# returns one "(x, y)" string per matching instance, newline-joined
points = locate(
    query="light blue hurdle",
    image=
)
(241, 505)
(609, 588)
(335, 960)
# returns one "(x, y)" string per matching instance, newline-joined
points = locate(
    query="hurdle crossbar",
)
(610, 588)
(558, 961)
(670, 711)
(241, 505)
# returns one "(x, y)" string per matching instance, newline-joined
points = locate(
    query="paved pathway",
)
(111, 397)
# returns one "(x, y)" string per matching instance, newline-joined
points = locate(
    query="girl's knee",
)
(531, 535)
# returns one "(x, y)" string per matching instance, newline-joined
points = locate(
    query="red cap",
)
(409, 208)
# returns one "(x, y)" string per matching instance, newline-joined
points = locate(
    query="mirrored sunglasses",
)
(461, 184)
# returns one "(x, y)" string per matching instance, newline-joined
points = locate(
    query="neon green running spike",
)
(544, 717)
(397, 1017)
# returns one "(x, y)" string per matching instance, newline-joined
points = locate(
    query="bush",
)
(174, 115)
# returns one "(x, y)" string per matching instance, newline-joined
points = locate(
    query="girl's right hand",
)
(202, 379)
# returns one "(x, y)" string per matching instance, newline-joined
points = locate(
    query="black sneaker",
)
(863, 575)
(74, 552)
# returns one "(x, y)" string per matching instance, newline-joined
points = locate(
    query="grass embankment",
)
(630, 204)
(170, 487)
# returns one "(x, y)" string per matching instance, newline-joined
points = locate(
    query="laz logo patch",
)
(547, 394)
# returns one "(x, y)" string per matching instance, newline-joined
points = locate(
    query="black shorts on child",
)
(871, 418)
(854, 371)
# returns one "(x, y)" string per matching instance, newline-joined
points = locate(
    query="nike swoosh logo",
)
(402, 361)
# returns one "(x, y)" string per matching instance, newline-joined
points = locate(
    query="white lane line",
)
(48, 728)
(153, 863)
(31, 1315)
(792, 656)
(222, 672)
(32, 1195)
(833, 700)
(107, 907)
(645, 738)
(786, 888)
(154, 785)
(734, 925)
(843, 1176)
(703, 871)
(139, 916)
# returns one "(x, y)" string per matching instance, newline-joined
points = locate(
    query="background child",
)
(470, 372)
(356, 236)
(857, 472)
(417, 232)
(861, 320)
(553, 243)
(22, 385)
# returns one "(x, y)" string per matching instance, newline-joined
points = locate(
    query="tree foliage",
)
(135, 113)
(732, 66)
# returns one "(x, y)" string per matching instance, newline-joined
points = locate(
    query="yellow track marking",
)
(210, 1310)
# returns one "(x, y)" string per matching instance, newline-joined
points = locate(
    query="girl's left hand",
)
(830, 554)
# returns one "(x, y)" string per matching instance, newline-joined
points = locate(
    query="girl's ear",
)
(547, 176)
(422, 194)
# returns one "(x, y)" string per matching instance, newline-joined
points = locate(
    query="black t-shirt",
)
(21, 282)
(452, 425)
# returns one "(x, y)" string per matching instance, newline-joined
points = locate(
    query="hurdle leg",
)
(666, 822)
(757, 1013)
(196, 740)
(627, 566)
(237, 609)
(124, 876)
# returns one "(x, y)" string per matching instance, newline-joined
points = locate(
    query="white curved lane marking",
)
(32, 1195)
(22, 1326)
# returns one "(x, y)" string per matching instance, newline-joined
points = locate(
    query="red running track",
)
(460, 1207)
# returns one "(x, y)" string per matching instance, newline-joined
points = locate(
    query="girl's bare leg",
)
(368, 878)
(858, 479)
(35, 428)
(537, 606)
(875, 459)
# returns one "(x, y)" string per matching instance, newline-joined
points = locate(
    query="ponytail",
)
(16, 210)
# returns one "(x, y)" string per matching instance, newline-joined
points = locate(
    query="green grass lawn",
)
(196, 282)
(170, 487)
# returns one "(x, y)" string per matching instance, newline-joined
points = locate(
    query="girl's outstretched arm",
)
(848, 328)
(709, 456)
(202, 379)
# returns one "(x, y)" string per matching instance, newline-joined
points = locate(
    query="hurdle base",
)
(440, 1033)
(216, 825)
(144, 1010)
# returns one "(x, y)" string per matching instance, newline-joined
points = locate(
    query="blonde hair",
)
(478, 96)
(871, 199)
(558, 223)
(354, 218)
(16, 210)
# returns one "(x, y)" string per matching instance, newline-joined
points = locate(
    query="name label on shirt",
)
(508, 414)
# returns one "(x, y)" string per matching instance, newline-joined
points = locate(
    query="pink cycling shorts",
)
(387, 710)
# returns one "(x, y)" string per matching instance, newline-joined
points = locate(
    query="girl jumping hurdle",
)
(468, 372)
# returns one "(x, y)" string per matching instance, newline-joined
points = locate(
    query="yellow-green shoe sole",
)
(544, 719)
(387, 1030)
┄┄┄┄┄┄┄┄┄┄┄┄┄┄┄┄┄┄┄┄
Restate the listing above word for word.

*Final result*.
# returns one "(x, y)" string per matching instance, newline-joined
points = locate(
    query="light blue hurdle",
    image=
)
(241, 505)
(609, 588)
(335, 960)
# returns one "(x, y)" string per matching instance, newline-joined
points = locate(
    query="hurdle crossbar",
)
(610, 588)
(558, 961)
(670, 711)
(241, 505)
# returns one "(x, y)" string per matching instance, newline-joined
points = locate(
    query="paved pathway",
)
(111, 397)
# returns one "(x, y)" string per matching instance, newline-joined
points = locate(
    query="girl's knee",
)
(531, 535)
# returns one "(x, y)" string per matching instance, newline-joined
points = locate(
    query="red cap",
)
(409, 208)
# returns one "(x, y)" string per matching instance, newline-joined
points = locate(
    query="mirrored sunglasses",
)
(461, 184)
# returns one "(x, y)" string per matching instance, newline-joined
points = locate(
    query="neon green running spike",
)
(544, 717)
(397, 1017)
# returns one "(x, y)" string per matching instance, newline-joined
points = locate(
    query="bush",
)
(174, 115)
# returns one "(x, y)" string per matching instance, newline-joined
points = locate(
    query="girl's right hand",
)
(202, 379)
# returns one "(x, y)" string per matching instance, newline-joined
points = locate(
    query="black sneaker",
)
(863, 575)
(74, 552)
# returns one "(x, y)" string per matching instance, newline-joined
points = locate(
    query="grass embankment",
)
(630, 204)
(170, 487)
# returns one "(x, y)" string per matching instance, newline-joined
points = locate(
    query="laz logo patch",
)
(547, 394)
# returns one "(x, y)" string per matching instance, newline-joined
points = locate(
    query="black shorts on child",
)
(871, 418)
(854, 371)
# returns one "(x, y)" string per matching instance, newline-joined
points = locate(
    query="nike swoosh logo",
)
(402, 361)
# returns one "(x, y)" string per matching instance, newline-joined
points = locate(
    query="white lane line",
)
(48, 728)
(153, 863)
(31, 1315)
(792, 656)
(222, 672)
(32, 1195)
(833, 700)
(107, 907)
(645, 738)
(786, 888)
(154, 785)
(734, 925)
(843, 1176)
(703, 871)
(139, 916)
# returns one "(x, y)" string per matching instance, newline-joined
points = locate(
    query="background child",
)
(470, 372)
(356, 236)
(857, 472)
(417, 232)
(861, 320)
(553, 243)
(22, 385)
# returns one "(x, y)" string per matching instance, newline-joined
points = locate(
    query="tree foliage",
)
(135, 113)
(732, 66)
# returns one "(x, y)" string per matching instance, newline-joined
points = locate(
    query="yellow track marking",
)
(210, 1310)
# returns one "(x, y)" string per matching instance, newline-joined
points = locate(
    query="girl's left hand",
)
(830, 554)
# returns one "(x, y)" string per matching instance, newline-joined
points = locate(
    query="girl's ear",
)
(547, 176)
(422, 194)
# returns one "(x, y)" string per matching instance, newline-joined
points = locate(
    query="black t-shirt",
)
(21, 282)
(452, 425)
# returns one "(x, y)" string per matching instance, newline-joined
points = locate(
    query="hurdle leg",
)
(666, 822)
(757, 1013)
(196, 740)
(627, 566)
(237, 609)
(124, 876)
# returns one "(x, y)" string per matching instance, newline-joined
points = locate(
    query="white curved lane marking",
)
(32, 1195)
(22, 1326)
# returns one "(x, y)" string per matching instance, newline-joined
points = locate(
    query="red running track",
)
(460, 1207)
# returns one "(x, y)" string per matching instance, newline-joined
points = locate(
    query="girl's bare leg",
)
(368, 878)
(858, 479)
(35, 428)
(537, 606)
(875, 459)
# returns one "(x, y)" string per matching instance, newline-joined
points = locate(
    query="ponytail",
)
(16, 210)
# returns one "(x, y)" string per matching instance, newline-joined
points = locate(
    query="green grass lawn",
)
(196, 282)
(170, 487)
# returns one "(x, y)" string per matching instance, newline-joined
points = locate(
    query="girl's outstretched arm",
)
(848, 328)
(709, 456)
(202, 379)
# returns one "(x, y)" string per matching instance, newline-joined
points = locate(
    query="hurdle base",
)
(440, 1033)
(216, 825)
(144, 1010)
# returns one "(x, y)" string per matching instance, newline-joined
points = locate(
    query="blonde hair",
)
(478, 96)
(871, 199)
(558, 223)
(354, 218)
(16, 210)
# returns one "(x, y)" string per matching instance, newline-joined
points = locate(
    query="name label on shirt",
)
(508, 414)
# returns one "(x, y)" string per matching instance, newline-joined
points = locate(
    query="pink cycling shorts",
)
(387, 710)
# returns one "(x, y)" string per matching instance, newline-joined
points = locate(
    query="girl jumping hurdle",
)
(468, 372)
# returns one "(x, y)" string per matching instance, newline-joined
points = locate(
    query="yellow-green shoe sole",
)
(544, 719)
(387, 1030)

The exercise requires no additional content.